» Work request
With the material below, print exactly the lines between the line holding "box: [31, 69, 166, 377]" and the line holding "103L33 71L37 376H72L87", inclusive. Add nothing else.

» Available data

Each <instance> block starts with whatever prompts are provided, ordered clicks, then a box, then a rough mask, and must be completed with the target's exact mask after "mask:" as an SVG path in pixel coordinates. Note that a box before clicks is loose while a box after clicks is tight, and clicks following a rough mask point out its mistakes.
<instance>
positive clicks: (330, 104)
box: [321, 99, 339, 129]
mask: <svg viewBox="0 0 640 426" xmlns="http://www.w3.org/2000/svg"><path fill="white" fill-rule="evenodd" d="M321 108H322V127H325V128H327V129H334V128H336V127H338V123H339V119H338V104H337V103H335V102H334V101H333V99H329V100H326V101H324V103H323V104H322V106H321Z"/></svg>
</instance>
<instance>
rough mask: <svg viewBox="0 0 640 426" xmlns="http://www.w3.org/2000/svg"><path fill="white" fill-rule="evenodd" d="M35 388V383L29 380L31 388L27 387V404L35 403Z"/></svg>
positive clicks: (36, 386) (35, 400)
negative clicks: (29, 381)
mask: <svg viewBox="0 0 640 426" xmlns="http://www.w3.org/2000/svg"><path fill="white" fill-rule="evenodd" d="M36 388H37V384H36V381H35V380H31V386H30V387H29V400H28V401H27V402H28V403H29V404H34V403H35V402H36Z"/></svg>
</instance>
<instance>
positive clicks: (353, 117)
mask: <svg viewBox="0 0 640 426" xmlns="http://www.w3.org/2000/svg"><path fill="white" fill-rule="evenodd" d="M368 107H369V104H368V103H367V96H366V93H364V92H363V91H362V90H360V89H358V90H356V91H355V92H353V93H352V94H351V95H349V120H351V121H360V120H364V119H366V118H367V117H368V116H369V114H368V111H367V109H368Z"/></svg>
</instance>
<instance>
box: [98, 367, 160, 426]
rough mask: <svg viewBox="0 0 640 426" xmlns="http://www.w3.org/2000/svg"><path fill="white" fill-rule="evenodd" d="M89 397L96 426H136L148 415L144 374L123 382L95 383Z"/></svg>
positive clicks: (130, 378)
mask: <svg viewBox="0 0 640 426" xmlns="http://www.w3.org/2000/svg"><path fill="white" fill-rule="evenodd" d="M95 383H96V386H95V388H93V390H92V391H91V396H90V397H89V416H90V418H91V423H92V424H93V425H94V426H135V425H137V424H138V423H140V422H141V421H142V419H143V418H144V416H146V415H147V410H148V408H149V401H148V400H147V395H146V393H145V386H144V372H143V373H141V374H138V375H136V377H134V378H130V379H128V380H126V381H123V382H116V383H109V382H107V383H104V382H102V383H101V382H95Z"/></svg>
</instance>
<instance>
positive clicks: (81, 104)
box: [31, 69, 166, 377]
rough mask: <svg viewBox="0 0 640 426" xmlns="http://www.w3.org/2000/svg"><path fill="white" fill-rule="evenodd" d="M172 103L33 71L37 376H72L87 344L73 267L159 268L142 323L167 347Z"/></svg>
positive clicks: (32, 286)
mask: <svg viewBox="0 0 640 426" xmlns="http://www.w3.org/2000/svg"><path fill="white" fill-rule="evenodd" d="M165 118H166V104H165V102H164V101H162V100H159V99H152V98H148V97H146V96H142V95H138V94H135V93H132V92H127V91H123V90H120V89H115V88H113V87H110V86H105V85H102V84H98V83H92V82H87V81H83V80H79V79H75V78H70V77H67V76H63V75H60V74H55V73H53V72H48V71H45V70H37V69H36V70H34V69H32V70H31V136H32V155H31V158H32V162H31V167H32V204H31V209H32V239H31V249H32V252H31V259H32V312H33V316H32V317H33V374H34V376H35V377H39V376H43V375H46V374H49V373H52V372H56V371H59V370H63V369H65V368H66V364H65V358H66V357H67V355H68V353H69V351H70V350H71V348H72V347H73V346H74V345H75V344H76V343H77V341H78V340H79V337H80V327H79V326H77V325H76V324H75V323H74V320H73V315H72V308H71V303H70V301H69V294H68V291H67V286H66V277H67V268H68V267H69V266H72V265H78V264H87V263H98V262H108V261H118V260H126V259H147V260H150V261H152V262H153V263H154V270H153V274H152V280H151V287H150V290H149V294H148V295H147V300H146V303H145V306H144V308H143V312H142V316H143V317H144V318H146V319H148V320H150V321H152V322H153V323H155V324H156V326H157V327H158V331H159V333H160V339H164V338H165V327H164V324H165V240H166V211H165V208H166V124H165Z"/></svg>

» Response to the exercise
box: [31, 69, 166, 377]
rough mask: <svg viewBox="0 0 640 426" xmlns="http://www.w3.org/2000/svg"><path fill="white" fill-rule="evenodd" d="M172 103L33 71L37 376H72L87 344L73 267L159 268L142 323L167 347Z"/></svg>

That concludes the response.